What the task requires. Locate and copy each line in the data that contains the word "instance".
Entries supplied: Begin
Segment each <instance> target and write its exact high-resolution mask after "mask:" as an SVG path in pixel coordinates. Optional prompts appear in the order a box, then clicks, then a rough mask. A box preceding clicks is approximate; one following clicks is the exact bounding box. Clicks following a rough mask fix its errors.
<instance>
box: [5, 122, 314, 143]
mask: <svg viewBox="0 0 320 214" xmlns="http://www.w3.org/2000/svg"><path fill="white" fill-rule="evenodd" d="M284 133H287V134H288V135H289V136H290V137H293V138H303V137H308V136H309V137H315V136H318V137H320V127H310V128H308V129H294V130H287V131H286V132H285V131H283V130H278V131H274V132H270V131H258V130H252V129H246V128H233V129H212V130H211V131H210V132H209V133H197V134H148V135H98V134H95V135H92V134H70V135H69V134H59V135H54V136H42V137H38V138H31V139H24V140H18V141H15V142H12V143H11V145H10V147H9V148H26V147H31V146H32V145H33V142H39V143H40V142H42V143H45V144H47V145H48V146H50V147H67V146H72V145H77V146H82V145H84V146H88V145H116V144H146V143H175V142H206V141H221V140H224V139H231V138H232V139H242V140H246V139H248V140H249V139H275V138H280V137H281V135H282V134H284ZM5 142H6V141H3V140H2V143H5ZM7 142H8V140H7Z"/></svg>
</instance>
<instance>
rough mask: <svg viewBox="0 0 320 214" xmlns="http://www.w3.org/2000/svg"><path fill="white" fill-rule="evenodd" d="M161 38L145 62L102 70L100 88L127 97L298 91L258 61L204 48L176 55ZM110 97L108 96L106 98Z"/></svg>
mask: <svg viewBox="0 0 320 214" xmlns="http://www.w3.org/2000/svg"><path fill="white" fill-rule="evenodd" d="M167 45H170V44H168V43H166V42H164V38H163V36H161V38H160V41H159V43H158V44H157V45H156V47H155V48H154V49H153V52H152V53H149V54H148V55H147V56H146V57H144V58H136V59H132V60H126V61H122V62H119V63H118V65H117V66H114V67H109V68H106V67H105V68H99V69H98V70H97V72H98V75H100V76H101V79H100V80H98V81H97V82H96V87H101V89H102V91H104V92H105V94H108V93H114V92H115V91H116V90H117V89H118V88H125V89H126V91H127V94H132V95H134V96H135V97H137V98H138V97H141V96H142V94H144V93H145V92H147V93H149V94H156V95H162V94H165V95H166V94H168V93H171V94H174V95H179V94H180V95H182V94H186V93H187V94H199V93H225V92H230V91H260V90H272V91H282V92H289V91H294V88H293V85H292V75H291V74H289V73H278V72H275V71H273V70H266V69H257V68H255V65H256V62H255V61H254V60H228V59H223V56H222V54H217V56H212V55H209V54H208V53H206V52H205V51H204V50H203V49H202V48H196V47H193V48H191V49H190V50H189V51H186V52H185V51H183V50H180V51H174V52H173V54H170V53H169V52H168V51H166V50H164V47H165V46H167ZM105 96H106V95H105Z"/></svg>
Entries supplied: End
Answer for the task.
Segment each <instance> target and write its exact high-resolution mask after "mask:" as an SVG path in pixel coordinates. Optional prompts appear in the order a box, then clicks, then a rough mask. A box preceding clicks is approximate; one following clicks is the exact bounding box. Clicks following a rough mask fix its errors.
<instance>
</instance>
<instance>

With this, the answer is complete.